[START]

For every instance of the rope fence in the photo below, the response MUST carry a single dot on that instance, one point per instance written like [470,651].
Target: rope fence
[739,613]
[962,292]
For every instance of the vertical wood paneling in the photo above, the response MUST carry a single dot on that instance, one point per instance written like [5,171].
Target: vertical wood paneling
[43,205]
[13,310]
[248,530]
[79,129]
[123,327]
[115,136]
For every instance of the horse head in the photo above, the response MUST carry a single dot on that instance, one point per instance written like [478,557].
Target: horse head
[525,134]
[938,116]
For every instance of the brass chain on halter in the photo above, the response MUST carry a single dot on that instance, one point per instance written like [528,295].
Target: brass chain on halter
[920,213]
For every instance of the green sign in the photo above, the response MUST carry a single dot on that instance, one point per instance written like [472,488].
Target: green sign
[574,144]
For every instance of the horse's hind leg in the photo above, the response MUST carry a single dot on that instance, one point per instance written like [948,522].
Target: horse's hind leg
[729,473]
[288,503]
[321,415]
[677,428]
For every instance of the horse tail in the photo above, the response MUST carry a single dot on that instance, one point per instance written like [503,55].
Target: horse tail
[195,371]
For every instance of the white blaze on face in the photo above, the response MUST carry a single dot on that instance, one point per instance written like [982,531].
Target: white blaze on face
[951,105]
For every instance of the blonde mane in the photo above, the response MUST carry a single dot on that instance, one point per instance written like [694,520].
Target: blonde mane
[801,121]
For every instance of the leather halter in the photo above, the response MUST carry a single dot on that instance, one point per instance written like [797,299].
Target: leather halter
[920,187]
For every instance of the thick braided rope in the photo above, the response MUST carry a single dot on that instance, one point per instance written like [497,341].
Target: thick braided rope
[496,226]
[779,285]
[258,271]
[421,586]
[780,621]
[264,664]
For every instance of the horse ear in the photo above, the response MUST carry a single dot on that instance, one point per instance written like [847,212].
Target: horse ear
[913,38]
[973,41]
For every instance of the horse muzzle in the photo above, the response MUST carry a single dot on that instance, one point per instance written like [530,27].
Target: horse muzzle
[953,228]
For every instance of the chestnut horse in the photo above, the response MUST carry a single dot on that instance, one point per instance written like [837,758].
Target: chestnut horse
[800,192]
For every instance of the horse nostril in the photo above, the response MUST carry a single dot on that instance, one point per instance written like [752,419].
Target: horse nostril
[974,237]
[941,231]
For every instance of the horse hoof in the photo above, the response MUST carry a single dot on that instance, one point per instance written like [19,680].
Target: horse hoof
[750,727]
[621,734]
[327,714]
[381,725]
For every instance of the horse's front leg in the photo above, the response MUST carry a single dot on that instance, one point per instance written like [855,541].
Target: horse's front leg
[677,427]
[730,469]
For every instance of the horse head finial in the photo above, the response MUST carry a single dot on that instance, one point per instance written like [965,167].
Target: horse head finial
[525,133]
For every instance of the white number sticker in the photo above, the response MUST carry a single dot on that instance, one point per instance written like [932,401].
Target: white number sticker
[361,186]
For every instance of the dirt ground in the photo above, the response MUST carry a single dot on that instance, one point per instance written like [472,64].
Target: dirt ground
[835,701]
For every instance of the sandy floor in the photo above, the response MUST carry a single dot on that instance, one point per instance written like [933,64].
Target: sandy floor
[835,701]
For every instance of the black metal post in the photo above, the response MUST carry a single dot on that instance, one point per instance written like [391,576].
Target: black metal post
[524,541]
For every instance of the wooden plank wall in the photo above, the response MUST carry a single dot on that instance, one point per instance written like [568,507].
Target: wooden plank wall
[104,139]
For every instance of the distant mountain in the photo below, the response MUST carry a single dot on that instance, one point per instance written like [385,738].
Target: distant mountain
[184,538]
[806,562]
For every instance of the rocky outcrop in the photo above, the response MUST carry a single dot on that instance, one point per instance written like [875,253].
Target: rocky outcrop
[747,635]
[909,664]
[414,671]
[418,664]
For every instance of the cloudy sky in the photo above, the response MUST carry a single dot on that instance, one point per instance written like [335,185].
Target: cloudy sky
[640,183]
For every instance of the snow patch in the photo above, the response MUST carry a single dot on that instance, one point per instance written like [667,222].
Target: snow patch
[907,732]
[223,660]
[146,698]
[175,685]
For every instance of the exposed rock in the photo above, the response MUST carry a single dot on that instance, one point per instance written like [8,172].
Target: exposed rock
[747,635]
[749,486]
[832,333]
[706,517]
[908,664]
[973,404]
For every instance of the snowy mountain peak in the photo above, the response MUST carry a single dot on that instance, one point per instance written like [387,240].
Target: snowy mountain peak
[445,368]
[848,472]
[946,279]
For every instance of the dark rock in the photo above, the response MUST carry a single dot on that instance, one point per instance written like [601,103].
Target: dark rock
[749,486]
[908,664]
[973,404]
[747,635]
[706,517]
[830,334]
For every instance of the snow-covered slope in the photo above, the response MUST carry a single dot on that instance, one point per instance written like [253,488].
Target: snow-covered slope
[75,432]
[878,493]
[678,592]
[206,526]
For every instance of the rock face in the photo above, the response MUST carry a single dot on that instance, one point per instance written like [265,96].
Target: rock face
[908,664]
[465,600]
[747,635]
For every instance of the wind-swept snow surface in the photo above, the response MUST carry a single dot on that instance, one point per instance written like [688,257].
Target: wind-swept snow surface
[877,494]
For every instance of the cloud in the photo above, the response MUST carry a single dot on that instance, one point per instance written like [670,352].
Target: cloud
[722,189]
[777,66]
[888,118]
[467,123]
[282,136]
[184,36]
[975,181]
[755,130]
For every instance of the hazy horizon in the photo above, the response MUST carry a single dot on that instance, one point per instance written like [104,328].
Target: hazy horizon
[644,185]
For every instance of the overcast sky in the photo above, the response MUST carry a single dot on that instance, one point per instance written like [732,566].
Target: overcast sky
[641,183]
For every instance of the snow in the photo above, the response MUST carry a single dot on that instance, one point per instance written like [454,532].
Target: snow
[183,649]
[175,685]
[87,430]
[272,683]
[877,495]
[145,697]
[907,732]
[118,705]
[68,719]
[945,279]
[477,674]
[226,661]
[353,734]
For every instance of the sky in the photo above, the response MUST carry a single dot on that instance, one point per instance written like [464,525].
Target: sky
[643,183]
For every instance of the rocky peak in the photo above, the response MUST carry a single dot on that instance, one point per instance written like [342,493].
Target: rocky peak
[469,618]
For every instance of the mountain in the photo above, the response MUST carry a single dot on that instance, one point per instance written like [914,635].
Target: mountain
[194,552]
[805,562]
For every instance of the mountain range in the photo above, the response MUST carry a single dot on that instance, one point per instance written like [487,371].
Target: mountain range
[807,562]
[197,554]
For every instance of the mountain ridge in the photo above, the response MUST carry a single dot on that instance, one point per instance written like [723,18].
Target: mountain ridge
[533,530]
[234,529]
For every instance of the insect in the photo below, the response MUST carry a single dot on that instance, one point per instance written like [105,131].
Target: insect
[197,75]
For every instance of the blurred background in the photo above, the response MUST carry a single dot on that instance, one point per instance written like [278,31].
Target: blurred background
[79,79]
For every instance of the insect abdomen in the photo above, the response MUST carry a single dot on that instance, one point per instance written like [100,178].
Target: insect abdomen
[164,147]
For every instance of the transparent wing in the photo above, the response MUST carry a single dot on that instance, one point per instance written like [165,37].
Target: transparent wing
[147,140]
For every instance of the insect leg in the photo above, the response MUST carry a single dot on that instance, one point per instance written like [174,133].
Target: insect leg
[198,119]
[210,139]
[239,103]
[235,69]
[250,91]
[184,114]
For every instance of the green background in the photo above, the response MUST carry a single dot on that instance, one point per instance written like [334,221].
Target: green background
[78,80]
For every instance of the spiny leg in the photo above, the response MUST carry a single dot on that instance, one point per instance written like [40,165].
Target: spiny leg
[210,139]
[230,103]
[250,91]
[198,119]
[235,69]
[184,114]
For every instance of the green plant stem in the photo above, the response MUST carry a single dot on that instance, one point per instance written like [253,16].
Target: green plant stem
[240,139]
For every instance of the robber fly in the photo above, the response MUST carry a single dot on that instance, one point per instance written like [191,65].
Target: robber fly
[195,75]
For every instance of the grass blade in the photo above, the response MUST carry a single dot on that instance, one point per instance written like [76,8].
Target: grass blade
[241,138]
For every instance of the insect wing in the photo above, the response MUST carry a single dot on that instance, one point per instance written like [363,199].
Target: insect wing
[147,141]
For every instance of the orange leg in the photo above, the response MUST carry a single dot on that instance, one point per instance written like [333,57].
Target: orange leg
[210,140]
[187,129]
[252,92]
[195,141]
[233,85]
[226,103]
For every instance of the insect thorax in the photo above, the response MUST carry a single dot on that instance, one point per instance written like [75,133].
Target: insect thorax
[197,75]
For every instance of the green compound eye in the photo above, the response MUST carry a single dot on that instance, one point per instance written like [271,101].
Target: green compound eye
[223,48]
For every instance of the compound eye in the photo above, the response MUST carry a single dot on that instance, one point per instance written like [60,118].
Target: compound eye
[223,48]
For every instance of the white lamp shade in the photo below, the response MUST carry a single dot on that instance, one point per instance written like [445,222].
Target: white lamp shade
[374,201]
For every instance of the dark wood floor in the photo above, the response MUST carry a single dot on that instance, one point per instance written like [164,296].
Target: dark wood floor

[END]

▶ _SHORT EXERCISE_
Include both ends. Return the line holding "For every instance of the green compound" and all lines after it in the records above, exactly as written.

▶ _SOLUTION TO THE EXERCISE_
For every instance of the green compound eye in the photo above, the response MUST carry a single dot on that instance, one point per instance written like [271,101].
Target: green compound eye
[223,48]
For every instance of the compound eye in the photo above, the response MUST carry a single dot on that instance, one point per instance written like [60,118].
Target: compound eye
[223,48]
For every instance of the white lamp shade in the photo below, the response MUST carry a single dot on that instance, one point per instance written like [445,222].
Target: white lamp shade
[374,201]
For every instance of the dark wood floor in the photo above, the response MUST carry a single dot on that instance, one point per instance written like [164,296].
Target: dark wood floor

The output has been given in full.